**WRITTEN PROBLEM A**
Write out the passage on the request for information from "44. On 1 August" to "would be acceptable.".

**SELECTED TEXT**
The request for information
42. Under Part 19 of the Rules, the Court may –
“…at any time order a party to:
(1) clarify any matter which is in dispute in the proceedings.; or
(2) give additional information in relation to any such matter; whether or not the matter is contained in or referred to in a statement of case.” (RDC 19.1)
43. The party seeking clarification or information must first serve a written request (RDC 19.5), and if the party requested objects to providing clarification or information he must give reasons (RDC 19.19). The clarification or information which may be sought, and so which may be ordered, is conditioned by RDC 19.6 –
“19.6 A request should be concise and strictly confined to matters which are reasonably necessary and proportionate to enable the first party to prepare his own case or to understand the case he has to meet.”
44. On 1 August 2016 the Defendant served on the Claimant a written request which, after referring to the equipment and the lists sent by the Claimant on 30 August 2015, asked for –
“(1) A list of all equipment which has now been sold or re-used. If more convenient, a modified version of the attached list would be acceptable.
(2) A statement of the proceeds of sale or other benefit received or agreed in respect of that equipment.
(3) A breakdown of those proceeds or other benefits, by reference to each piece or category of equipment.”
45. The Claimant’s response was provided on 23 August 2016, and was relevantly –
“The Claimant objects to the Defendant’s Part 19 Request for Further Information on the following bases:
- it is not in accordance with the requirements of RDC 19.6 since the requested information is not “strictly confined to matters which are reasonably necessary and proportionate to enable the first party to prepare his own case or to understand the case he has to meet”;
- it concerns an issue that has already been considered resolved by the Tribunal in the Award, i.e. the Tribunal considered that the Claimant should only account to the Defendant for any double recovery that it has gained “[…] in circumstances where: […] the award of damages in favour of the Claimant has been satisfied by the Respondent” (paragraph 319 of the Award). There is no obligation on the Claimant to account in the present circumstances, where the Defendant has not paid any sum due under the Award;
- It is irrelevant and disproportionately prejudicial to put the Claimant to the cost, delay, and inconvenience, of providing the requested information to the Defendant in circumstances where the Defendant has demonstrated that it has no intention to pay the sums due under the Award; and
- The Defendant delayed making its Part 19 Request for Further Information until some four months after the Claimant served its DIFC Court Arbitration Claim Form on the Defendant. The Claimant is concerned that the late timing of the Defendant’s Part 19 Request for further Information and related application could cause substantial further delays to these proceedings (which have already been delayed unnecessarily as a result of the Defendant’s previous application to contest the jurisdiction the DIFC Courts).”

**WRITTEN PROBLEM B**
How many lines of the entries contain the string "sugar"? Give only the number.

**DATA RECORDS**
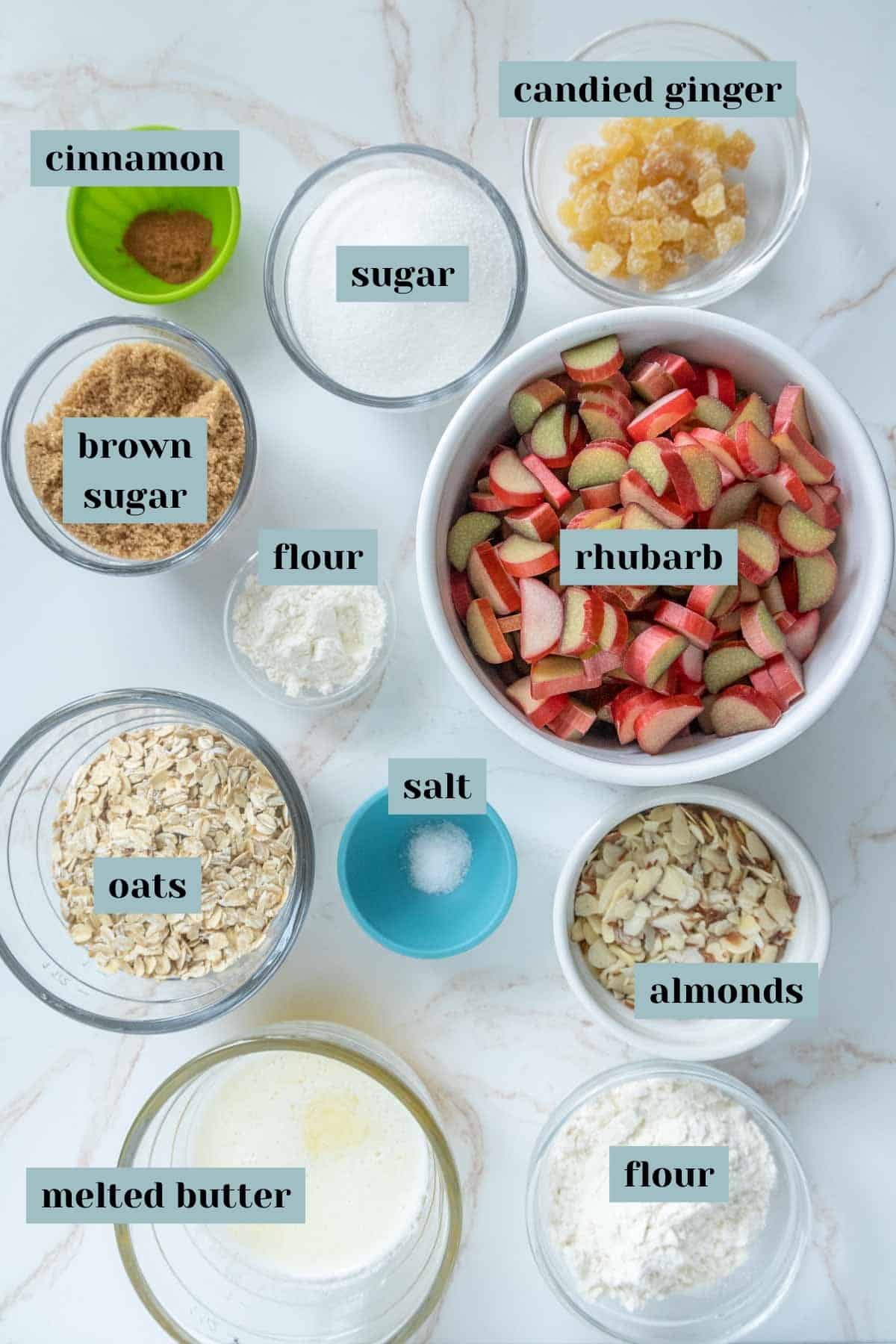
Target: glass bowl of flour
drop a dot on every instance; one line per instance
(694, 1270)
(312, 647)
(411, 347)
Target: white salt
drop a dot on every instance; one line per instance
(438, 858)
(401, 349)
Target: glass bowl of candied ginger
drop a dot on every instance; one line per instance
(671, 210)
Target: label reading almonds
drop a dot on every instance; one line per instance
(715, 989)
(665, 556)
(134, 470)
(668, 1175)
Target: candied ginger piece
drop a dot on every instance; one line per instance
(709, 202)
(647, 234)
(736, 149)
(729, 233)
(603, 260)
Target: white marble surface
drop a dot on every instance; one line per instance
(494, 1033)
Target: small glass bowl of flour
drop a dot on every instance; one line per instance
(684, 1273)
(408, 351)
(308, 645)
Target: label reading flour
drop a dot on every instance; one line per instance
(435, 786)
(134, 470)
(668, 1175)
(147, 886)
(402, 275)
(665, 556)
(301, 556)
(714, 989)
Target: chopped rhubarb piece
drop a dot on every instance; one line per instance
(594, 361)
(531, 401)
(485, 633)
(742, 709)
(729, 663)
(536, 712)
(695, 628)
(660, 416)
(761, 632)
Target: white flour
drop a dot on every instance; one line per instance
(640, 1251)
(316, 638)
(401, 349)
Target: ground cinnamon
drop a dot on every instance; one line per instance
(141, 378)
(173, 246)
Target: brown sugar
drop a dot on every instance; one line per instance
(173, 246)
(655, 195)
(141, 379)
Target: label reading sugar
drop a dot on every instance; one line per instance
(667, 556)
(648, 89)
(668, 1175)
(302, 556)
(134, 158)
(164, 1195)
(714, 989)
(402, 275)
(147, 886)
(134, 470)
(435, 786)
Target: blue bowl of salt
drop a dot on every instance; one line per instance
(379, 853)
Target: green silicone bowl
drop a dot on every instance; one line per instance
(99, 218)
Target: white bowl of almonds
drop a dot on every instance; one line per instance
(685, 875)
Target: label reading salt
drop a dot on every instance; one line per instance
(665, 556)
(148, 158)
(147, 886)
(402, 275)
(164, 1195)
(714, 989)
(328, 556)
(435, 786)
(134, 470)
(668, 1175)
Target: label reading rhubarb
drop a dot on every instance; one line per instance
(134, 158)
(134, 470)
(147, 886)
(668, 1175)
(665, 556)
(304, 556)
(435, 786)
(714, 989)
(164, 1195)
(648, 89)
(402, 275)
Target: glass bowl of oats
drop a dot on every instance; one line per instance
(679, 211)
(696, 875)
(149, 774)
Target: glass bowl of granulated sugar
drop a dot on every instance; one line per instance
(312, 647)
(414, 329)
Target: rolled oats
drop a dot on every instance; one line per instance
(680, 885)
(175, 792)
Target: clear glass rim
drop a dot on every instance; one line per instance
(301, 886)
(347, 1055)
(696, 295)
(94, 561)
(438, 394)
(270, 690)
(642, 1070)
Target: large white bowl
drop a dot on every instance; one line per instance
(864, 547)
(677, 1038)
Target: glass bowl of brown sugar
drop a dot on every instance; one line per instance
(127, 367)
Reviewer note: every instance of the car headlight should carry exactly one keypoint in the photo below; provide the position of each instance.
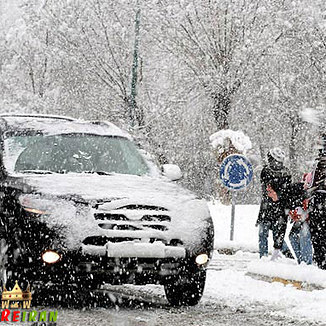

**CORRECT RESULT A**
44. On 1 August 2016 the Defendant served on the Claimant a written request which, after referring to the equipment and the lists sent by the Claimant on 30 August 2015, asked for –
“(1) A list of all equipment which has now been sold or re-used. If more convenient, a modified version of the attached list would be acceptable.

**CORRECT RESULT B**
4